_Work request_
The records that follow must be printed exactly as they are.

_Data shown_
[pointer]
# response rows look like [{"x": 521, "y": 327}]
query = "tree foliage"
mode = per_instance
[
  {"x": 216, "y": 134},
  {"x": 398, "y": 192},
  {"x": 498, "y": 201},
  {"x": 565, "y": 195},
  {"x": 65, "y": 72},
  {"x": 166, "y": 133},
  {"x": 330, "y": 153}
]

_Exercise response_
[pointer]
# response rows look like [{"x": 521, "y": 327}]
query = "tree foliage"
mode = per_instance
[
  {"x": 216, "y": 134},
  {"x": 398, "y": 192},
  {"x": 498, "y": 201},
  {"x": 565, "y": 195},
  {"x": 65, "y": 72},
  {"x": 166, "y": 133},
  {"x": 330, "y": 153}
]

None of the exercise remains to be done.